- _PROVIDED PASSAGE_
Townsville's Decade: Floods, Hydrogen Dreams, and the Choices That Define TodayUpdated
From the 2019 floods to the hydrogen hub push, understanding where Townsville stands today means tracing a decade of hard choices and harder lessons.
From the 2019 floods to the hydrogen hub push, understanding where Townsville stands today means tracing a decade of hard choices and harder lessons.

Ross River Dam is sitting at around 62 percent capacity this July, comfortable enough for now, but a figure that carries the weight of recent history for the 200,000-odd residents of North Queensland's largest city. The past seven years have pulled Townsville between extremes: a catastrophic flood in February 2019 that inundated more than 20,000 properties across suburbs like Rosslea, Idalia and Cluden, and the grinding dry spells that preceded it. Those twin experiences are the lens through which almost every major infrastructure, planning and economic decision in this city has since been made.

- _WHAT YOU NEED TO DO_
Please continue the Townsville article from its final sentence. The items have no connection to the Townsville article.

- _RECORD LIST_
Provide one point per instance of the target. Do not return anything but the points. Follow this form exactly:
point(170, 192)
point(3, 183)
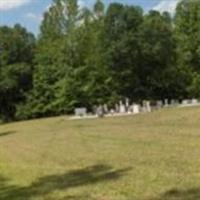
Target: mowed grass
point(154, 156)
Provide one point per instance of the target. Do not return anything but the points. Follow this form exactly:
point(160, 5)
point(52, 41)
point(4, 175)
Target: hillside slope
point(152, 156)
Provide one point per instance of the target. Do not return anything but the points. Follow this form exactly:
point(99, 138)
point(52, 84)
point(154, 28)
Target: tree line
point(89, 56)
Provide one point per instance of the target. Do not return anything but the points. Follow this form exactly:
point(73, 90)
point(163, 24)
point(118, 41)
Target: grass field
point(153, 156)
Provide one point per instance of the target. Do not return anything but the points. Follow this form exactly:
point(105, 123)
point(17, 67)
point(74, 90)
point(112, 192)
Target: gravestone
point(136, 108)
point(116, 108)
point(122, 107)
point(195, 101)
point(105, 108)
point(127, 104)
point(185, 102)
point(159, 104)
point(100, 111)
point(80, 112)
point(166, 102)
point(148, 106)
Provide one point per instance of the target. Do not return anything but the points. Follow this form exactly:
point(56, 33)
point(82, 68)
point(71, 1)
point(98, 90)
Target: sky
point(29, 12)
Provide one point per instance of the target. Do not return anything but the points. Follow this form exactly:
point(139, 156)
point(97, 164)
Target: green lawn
point(154, 156)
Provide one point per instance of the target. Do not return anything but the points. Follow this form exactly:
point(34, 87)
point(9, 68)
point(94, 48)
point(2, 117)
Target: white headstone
point(81, 112)
point(136, 108)
point(122, 107)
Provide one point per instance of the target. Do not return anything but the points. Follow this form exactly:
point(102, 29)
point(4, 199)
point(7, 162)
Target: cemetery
point(127, 108)
point(99, 99)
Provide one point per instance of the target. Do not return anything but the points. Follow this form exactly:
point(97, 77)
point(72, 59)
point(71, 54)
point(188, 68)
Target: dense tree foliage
point(16, 68)
point(86, 57)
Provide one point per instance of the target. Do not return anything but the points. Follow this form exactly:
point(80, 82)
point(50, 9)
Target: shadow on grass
point(71, 179)
point(176, 194)
point(7, 133)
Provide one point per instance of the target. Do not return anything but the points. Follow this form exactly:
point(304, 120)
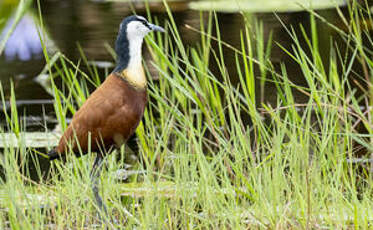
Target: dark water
point(94, 24)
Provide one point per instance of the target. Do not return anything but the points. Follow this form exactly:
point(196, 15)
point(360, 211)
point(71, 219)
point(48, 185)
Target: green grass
point(205, 167)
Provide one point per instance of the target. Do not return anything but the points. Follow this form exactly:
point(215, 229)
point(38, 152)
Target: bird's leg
point(95, 177)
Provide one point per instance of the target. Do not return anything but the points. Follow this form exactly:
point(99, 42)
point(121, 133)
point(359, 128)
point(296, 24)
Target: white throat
point(134, 71)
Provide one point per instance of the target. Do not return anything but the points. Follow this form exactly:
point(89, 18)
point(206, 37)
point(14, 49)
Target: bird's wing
point(88, 120)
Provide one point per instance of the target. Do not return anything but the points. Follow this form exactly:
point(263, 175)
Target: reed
point(213, 155)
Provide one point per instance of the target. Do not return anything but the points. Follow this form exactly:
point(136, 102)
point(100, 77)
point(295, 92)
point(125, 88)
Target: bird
point(111, 114)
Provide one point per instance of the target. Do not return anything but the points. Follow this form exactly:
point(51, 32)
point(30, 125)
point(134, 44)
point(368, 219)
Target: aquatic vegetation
point(257, 6)
point(211, 156)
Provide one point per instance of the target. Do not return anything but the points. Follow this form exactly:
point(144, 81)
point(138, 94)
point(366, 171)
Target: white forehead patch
point(141, 18)
point(136, 29)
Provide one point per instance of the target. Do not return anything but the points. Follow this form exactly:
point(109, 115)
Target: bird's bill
point(156, 28)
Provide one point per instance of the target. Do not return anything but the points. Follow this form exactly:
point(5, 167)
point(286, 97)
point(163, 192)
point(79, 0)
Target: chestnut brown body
point(109, 116)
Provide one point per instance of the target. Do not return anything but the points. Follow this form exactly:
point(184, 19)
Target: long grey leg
point(95, 177)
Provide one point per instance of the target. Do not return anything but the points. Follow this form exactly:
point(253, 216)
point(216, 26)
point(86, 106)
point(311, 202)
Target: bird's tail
point(53, 154)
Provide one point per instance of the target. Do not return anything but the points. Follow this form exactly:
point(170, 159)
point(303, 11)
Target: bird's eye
point(146, 24)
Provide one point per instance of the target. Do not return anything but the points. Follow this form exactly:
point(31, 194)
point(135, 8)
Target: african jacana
point(112, 112)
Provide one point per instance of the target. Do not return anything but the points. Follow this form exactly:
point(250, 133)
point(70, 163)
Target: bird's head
point(131, 34)
point(135, 27)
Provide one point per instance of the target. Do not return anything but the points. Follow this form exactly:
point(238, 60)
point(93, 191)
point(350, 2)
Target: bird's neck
point(130, 63)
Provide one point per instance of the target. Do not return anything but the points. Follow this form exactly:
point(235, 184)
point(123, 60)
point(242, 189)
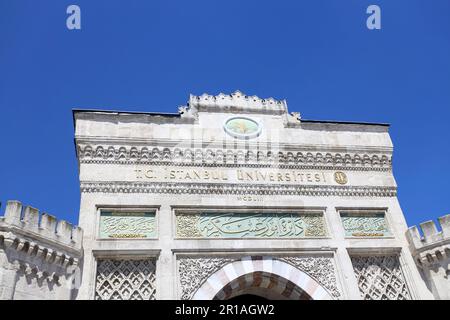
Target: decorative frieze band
point(250, 225)
point(222, 157)
point(235, 189)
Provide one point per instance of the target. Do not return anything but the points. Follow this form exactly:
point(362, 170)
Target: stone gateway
point(231, 196)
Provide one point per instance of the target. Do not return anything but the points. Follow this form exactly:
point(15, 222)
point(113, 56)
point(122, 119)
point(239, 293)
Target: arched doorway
point(265, 277)
point(261, 285)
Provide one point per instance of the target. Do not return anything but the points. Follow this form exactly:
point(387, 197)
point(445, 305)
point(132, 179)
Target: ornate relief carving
point(127, 225)
point(250, 225)
point(306, 159)
point(235, 189)
point(380, 278)
point(186, 226)
point(365, 225)
point(320, 269)
point(125, 280)
point(193, 272)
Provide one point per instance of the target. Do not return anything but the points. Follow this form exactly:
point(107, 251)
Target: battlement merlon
point(237, 102)
point(432, 237)
point(50, 234)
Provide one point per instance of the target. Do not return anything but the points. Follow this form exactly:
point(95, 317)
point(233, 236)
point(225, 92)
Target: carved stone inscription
point(249, 225)
point(365, 225)
point(127, 225)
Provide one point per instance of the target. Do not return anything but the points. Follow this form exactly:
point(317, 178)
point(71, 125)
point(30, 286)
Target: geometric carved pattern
point(195, 271)
point(380, 278)
point(235, 189)
point(125, 280)
point(249, 225)
point(232, 157)
point(319, 268)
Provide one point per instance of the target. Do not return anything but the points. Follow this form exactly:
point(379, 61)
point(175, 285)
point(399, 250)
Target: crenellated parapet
point(37, 247)
point(432, 254)
point(434, 245)
point(237, 102)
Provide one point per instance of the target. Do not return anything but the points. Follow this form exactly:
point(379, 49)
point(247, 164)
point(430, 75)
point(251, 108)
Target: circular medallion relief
point(340, 177)
point(242, 127)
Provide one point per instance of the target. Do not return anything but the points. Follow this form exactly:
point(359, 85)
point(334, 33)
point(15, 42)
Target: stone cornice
point(234, 189)
point(113, 154)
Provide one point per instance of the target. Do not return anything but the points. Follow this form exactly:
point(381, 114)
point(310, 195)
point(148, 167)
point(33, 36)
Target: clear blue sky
point(149, 55)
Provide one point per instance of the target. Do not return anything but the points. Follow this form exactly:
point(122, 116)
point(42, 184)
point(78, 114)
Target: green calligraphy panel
point(121, 225)
point(365, 225)
point(250, 225)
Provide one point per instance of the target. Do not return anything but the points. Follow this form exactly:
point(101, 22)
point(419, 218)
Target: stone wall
point(432, 255)
point(39, 255)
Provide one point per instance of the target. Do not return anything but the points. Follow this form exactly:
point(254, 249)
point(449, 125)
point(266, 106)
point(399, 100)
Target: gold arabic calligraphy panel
point(249, 225)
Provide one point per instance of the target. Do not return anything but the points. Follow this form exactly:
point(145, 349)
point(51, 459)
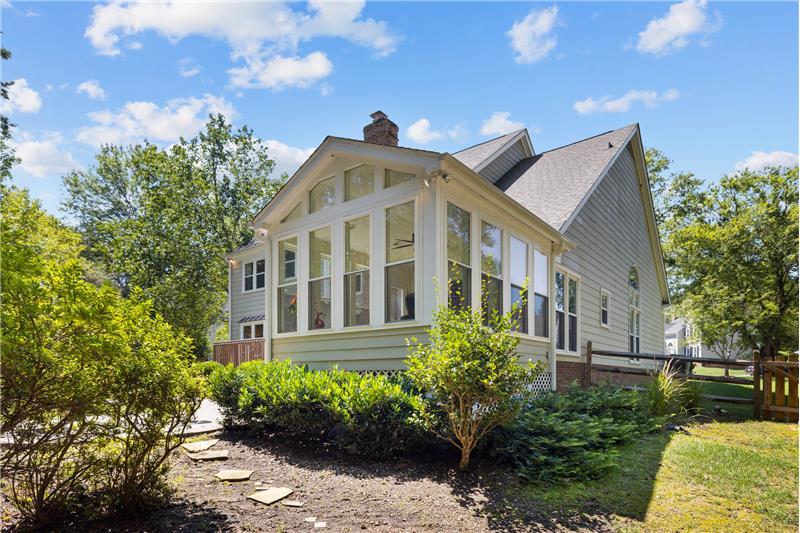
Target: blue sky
point(714, 85)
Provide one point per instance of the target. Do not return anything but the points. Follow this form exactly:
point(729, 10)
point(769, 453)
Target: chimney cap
point(377, 115)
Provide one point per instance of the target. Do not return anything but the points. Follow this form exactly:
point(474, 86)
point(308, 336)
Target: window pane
point(459, 285)
point(395, 177)
point(322, 195)
point(287, 254)
point(358, 182)
point(519, 305)
point(492, 297)
point(573, 296)
point(541, 312)
point(540, 276)
point(319, 253)
point(293, 214)
point(491, 247)
point(400, 232)
point(573, 333)
point(287, 309)
point(356, 299)
point(400, 292)
point(356, 244)
point(458, 234)
point(519, 261)
point(319, 308)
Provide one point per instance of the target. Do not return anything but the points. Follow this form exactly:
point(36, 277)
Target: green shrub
point(472, 373)
point(668, 393)
point(573, 435)
point(362, 414)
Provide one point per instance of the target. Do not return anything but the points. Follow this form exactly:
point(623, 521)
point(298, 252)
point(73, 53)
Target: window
point(399, 289)
point(491, 271)
point(604, 308)
point(254, 275)
point(319, 279)
point(459, 271)
point(395, 177)
point(253, 330)
point(359, 182)
point(356, 272)
point(519, 282)
point(295, 213)
point(322, 195)
point(287, 285)
point(541, 301)
point(634, 311)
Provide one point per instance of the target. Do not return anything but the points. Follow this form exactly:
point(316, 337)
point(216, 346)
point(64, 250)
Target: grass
point(723, 476)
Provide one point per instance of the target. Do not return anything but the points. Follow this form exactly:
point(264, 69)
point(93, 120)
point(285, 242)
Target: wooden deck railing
point(238, 352)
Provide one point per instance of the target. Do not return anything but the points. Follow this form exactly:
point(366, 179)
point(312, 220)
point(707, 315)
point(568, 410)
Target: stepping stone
point(270, 496)
point(234, 475)
point(199, 446)
point(210, 455)
point(292, 503)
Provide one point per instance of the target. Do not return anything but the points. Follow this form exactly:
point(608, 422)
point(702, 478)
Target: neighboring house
point(680, 339)
point(355, 252)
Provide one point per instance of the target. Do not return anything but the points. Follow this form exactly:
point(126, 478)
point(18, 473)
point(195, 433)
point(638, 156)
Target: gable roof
point(555, 183)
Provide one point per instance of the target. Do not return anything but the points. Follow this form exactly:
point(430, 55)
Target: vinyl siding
point(611, 235)
point(244, 304)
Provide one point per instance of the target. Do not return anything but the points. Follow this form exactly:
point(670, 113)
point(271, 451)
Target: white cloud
point(500, 123)
point(21, 98)
point(673, 31)
point(92, 89)
point(623, 103)
point(265, 36)
point(761, 160)
point(44, 156)
point(135, 121)
point(279, 72)
point(532, 38)
point(421, 132)
point(287, 158)
point(187, 68)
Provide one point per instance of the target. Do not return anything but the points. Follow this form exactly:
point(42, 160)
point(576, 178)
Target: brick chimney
point(381, 130)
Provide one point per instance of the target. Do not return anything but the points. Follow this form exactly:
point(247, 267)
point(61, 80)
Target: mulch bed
point(423, 493)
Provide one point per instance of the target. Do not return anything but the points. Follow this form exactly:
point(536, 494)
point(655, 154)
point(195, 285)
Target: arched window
point(634, 301)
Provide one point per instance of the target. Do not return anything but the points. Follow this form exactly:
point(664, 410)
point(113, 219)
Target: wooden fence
point(238, 352)
point(775, 383)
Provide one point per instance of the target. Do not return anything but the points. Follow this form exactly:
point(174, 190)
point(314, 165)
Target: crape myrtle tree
point(162, 218)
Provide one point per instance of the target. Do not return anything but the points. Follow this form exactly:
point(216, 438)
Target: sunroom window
point(400, 287)
point(322, 195)
point(356, 272)
point(319, 279)
point(459, 271)
point(491, 271)
point(359, 182)
point(287, 285)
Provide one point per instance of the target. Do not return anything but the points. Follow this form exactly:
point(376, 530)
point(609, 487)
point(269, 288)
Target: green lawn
point(723, 476)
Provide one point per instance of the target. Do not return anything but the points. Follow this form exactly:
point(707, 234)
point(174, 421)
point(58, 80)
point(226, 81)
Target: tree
point(735, 248)
point(472, 373)
point(161, 219)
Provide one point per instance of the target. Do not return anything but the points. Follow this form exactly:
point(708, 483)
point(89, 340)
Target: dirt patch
point(348, 494)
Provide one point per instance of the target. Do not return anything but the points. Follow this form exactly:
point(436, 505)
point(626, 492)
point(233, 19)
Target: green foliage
point(472, 373)
point(362, 414)
point(95, 388)
point(161, 219)
point(667, 393)
point(573, 435)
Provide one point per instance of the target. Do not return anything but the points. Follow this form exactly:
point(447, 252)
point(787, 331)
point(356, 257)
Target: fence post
point(587, 367)
point(756, 384)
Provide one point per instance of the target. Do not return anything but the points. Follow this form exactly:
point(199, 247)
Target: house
point(354, 253)
point(681, 339)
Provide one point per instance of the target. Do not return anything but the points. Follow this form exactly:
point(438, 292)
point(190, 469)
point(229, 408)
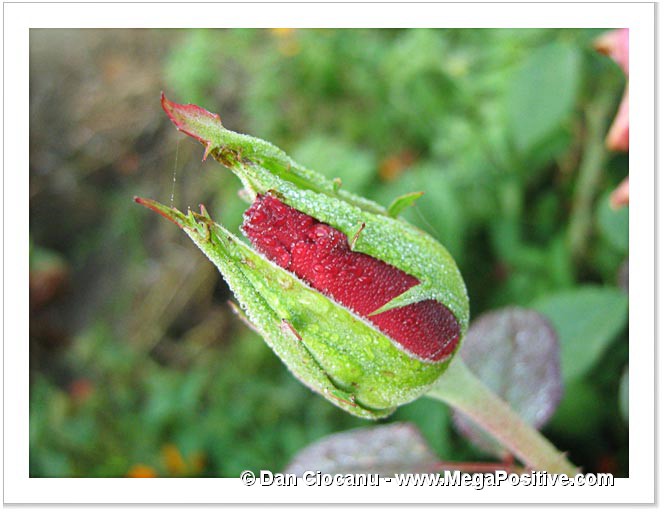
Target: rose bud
point(361, 306)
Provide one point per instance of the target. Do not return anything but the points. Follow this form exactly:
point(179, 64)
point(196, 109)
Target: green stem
point(590, 173)
point(459, 388)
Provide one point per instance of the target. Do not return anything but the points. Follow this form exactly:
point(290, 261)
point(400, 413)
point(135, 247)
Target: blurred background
point(137, 365)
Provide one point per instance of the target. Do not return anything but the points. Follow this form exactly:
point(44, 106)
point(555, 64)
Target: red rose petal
point(321, 256)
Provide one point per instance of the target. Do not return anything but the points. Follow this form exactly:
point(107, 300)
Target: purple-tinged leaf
point(516, 353)
point(383, 450)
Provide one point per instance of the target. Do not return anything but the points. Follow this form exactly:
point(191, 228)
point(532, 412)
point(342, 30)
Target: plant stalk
point(461, 389)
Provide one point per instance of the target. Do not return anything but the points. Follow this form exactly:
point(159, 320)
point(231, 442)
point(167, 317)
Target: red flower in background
point(615, 44)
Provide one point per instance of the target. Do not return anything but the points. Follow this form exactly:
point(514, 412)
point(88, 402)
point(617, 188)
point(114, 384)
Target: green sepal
point(400, 203)
point(328, 348)
point(262, 168)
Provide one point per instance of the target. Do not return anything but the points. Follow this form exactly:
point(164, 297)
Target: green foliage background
point(137, 364)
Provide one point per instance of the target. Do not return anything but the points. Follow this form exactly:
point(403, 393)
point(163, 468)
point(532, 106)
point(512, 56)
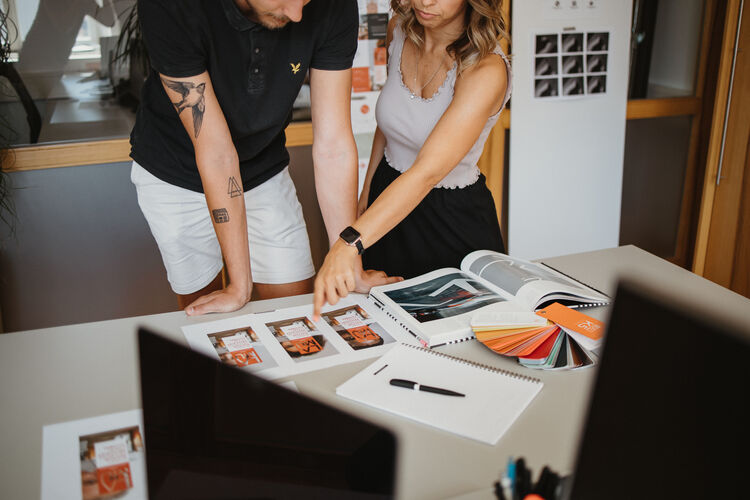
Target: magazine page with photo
point(437, 307)
point(532, 285)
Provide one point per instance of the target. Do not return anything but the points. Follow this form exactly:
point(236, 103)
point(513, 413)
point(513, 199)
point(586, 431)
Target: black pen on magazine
point(516, 483)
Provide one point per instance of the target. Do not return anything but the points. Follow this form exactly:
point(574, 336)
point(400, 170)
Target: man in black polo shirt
point(210, 131)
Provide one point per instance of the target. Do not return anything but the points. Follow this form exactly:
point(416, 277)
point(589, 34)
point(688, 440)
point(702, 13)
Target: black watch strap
point(352, 238)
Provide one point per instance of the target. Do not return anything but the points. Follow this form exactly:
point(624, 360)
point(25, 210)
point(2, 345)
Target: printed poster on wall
point(369, 73)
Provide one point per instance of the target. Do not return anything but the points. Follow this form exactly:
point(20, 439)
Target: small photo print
point(546, 87)
point(546, 44)
point(241, 348)
point(596, 63)
point(597, 42)
point(573, 86)
point(300, 339)
point(596, 84)
point(442, 297)
point(572, 65)
point(357, 328)
point(106, 460)
point(572, 42)
point(545, 66)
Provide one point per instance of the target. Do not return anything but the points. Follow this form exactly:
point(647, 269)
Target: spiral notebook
point(493, 398)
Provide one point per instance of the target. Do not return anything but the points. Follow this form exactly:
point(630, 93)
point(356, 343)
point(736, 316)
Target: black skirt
point(439, 232)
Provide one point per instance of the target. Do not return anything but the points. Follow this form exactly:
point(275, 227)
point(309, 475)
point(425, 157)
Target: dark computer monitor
point(213, 431)
point(669, 416)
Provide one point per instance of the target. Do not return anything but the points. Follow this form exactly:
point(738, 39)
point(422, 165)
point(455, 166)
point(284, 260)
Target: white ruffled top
point(407, 120)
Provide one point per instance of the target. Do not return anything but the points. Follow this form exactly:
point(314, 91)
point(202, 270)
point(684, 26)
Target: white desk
point(67, 373)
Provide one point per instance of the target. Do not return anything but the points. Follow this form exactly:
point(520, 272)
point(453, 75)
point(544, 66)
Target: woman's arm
point(478, 95)
point(378, 150)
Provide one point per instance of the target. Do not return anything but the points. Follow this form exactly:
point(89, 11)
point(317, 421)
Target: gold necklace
point(416, 74)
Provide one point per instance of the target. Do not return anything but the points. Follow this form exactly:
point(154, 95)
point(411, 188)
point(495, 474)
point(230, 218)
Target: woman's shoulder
point(491, 70)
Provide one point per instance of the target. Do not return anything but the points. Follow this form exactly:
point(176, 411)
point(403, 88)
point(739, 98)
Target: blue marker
point(509, 479)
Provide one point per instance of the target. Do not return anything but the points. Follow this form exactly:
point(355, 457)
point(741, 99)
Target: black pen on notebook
point(408, 384)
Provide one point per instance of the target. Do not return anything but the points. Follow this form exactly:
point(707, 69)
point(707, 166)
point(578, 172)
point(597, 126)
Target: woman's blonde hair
point(484, 26)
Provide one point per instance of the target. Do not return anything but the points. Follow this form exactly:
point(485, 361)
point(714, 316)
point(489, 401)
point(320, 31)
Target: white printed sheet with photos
point(286, 341)
point(95, 458)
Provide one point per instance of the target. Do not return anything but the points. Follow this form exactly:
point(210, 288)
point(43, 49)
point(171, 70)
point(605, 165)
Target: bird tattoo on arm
point(192, 97)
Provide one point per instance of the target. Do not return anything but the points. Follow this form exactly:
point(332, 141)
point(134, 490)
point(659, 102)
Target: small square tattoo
point(220, 215)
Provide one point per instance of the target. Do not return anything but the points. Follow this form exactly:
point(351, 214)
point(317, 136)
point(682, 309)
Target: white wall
point(566, 154)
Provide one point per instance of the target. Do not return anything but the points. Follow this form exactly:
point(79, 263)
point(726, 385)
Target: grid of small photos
point(570, 64)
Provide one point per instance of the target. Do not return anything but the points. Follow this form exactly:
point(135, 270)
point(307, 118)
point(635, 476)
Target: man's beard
point(266, 19)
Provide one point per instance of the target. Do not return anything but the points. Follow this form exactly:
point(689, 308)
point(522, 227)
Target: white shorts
point(180, 222)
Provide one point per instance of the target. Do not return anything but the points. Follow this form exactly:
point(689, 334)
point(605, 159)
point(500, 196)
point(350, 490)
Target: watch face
point(349, 235)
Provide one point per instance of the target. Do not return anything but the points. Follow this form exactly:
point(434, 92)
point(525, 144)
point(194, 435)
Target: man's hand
point(342, 273)
point(226, 300)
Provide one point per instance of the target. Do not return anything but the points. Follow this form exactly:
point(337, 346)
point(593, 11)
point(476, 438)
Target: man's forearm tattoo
point(234, 189)
point(192, 97)
point(220, 215)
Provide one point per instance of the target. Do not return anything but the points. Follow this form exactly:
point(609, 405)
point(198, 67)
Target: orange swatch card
point(573, 320)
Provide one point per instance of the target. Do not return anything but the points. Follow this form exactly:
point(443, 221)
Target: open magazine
point(437, 307)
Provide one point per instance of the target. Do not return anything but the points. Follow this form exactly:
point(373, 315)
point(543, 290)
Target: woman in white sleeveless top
point(425, 204)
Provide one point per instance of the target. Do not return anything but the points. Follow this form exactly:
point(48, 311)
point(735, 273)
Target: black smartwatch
point(352, 238)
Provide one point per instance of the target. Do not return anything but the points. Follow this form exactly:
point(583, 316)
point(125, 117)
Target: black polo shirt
point(256, 74)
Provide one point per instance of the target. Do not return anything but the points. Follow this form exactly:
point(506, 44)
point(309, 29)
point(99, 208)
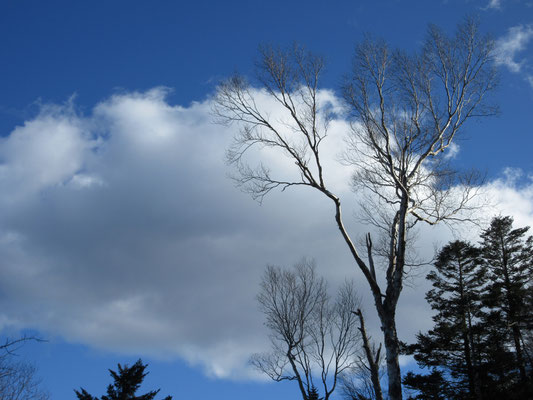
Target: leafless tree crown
point(313, 338)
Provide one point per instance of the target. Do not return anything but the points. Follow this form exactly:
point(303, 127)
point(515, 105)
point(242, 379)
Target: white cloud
point(494, 4)
point(514, 42)
point(120, 230)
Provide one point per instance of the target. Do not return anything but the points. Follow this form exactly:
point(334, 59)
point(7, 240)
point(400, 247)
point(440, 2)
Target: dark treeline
point(480, 346)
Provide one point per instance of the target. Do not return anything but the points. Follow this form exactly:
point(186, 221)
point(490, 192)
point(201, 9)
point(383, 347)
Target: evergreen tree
point(454, 344)
point(508, 257)
point(126, 383)
point(432, 386)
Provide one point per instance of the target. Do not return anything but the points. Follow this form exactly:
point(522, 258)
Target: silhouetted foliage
point(126, 383)
point(479, 347)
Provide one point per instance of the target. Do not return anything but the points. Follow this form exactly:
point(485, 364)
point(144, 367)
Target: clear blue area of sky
point(50, 50)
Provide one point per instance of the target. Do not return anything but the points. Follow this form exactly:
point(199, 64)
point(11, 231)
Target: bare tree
point(313, 339)
point(406, 109)
point(18, 380)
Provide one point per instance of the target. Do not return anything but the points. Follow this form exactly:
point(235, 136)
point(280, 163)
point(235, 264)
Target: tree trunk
point(373, 359)
point(392, 350)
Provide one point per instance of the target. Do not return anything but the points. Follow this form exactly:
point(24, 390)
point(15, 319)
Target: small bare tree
point(313, 339)
point(18, 380)
point(406, 109)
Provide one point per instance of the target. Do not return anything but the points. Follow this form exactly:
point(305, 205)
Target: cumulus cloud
point(120, 229)
point(509, 46)
point(494, 5)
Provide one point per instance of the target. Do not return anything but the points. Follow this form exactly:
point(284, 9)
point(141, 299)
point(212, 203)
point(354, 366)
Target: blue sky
point(116, 210)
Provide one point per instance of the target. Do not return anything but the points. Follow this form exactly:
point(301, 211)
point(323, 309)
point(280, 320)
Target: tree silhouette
point(127, 382)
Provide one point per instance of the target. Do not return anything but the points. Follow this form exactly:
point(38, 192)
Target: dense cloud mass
point(121, 230)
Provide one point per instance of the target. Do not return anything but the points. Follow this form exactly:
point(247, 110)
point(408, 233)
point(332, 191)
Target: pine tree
point(453, 347)
point(508, 257)
point(126, 383)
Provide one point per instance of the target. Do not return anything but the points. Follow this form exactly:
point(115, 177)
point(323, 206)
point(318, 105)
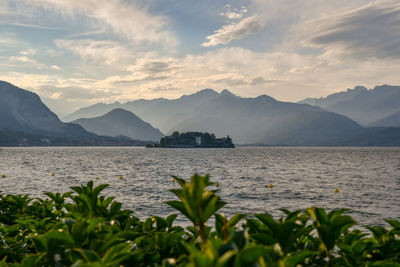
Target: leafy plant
point(85, 228)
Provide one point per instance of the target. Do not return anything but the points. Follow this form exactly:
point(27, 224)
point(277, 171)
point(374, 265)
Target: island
point(193, 140)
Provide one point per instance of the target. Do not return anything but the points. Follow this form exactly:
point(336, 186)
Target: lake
point(368, 178)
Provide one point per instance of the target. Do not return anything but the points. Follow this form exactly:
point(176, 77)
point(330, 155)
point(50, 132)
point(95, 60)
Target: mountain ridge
point(119, 122)
point(361, 104)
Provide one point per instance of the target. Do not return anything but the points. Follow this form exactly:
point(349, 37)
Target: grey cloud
point(74, 93)
point(371, 31)
point(135, 80)
point(164, 89)
point(239, 82)
point(234, 31)
point(154, 67)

- _RESULT FOR THIS EXERCISE_
That context matters right now because Townsville is approaching a convergence of deadlines. The Townsville City Council's flood resilience upgrade program, funded jointly through the Commonwealth's Disaster Ready Fund and Queensland Reconstruction Authority commitments made in 2022, is entering its final implementation phase. Decisions deferred after the 2019 disaster about levee upgrades along the Ross River corridor near Aplin's Weir are back on the table, with engineering assessments due for community release before the end of this financial year. Meanwhile, the city's economic transformation pitch, centred on a proposed hydrogen production hub at the Port of Townsville, is competing for federal attention and private capital in an environment where every major coastal city north of Brisbane is running a similar argument.
Townsville's economy has long leaned on Defence. Lavarack Barracks, home to the 3rd Brigade, and RAAF Base Townsville together employ thousands directly and support an extensive network of small businesses across the Kirwan and Bohle industrial precincts. A 2024 federal budget submission prepared by the Townsville Enterprise industry group estimated Defence-related spending contributes roughly $1.8 billion annually to the regional economy. That figure is real, but it has also allowed successive local and state governments to avoid asking harder questions about economic diversification. The hydrogen hub ambition is the most serious attempt yet to change that equation. The Northern Australia Infrastructure Facility has been in preliminary discussions with proponents about financing pathways, though no binding commitments have been announced as of July 2026.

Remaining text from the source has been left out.